Instructions to follow: Edit the entries from the line with "layer and record the coordinates." through the end of the entries, replacing "pointer" with "cursor" and changing nothing else. Return only those lines.

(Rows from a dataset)
-*-*-

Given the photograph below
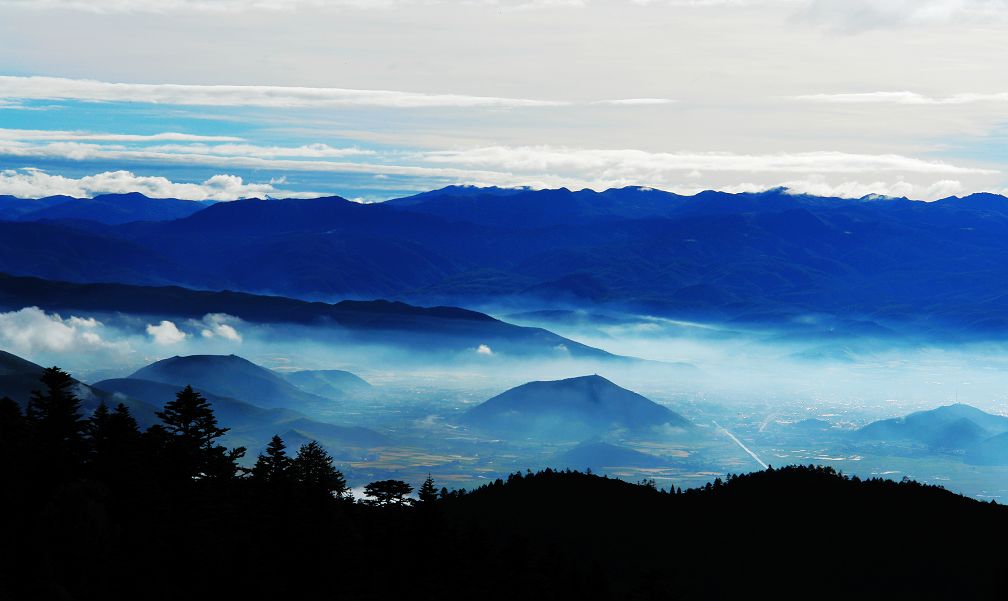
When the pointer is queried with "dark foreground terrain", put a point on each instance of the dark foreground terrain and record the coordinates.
(94, 508)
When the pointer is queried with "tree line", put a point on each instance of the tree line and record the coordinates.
(51, 437)
(96, 508)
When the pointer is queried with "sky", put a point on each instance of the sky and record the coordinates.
(378, 99)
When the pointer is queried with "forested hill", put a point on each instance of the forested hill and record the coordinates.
(94, 508)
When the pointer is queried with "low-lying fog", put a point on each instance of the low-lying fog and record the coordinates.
(708, 362)
(741, 387)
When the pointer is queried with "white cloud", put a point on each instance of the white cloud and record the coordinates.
(30, 183)
(42, 88)
(903, 98)
(860, 15)
(817, 186)
(306, 150)
(31, 330)
(165, 333)
(168, 136)
(215, 326)
(636, 101)
(228, 6)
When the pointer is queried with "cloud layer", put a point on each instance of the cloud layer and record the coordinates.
(31, 183)
(30, 331)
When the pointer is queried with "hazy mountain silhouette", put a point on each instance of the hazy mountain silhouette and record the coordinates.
(992, 451)
(18, 377)
(599, 456)
(329, 383)
(232, 376)
(755, 257)
(951, 427)
(251, 426)
(571, 408)
(446, 329)
(107, 209)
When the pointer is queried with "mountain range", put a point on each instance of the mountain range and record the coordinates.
(396, 324)
(982, 437)
(573, 408)
(215, 377)
(753, 257)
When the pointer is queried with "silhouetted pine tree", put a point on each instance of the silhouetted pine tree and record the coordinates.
(274, 467)
(312, 468)
(191, 433)
(388, 492)
(427, 492)
(53, 417)
(115, 444)
(11, 421)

-*-*-

Exercise solution:
When the cursor is queried with "cloud layer", put a point on each instance of the cloud layer and record the coordinates.
(31, 183)
(30, 331)
When the cursor is queried with "hazy mountain silhouette", put a point on each instance of the hazy mountain silhouette and record the coordinates.
(992, 451)
(18, 377)
(599, 456)
(329, 383)
(232, 376)
(755, 257)
(951, 427)
(251, 426)
(571, 408)
(446, 329)
(107, 209)
When the cursor is queried with "mountain range", put a point on each instance of the mountain range and record the coordinates.
(396, 324)
(982, 437)
(573, 408)
(215, 377)
(753, 257)
When the cursor is queried with "silhouetted pine tree", put a point on each instance of the silhouetted pine tree and record the coordinates.
(274, 467)
(312, 468)
(191, 433)
(388, 492)
(427, 492)
(53, 417)
(115, 444)
(11, 421)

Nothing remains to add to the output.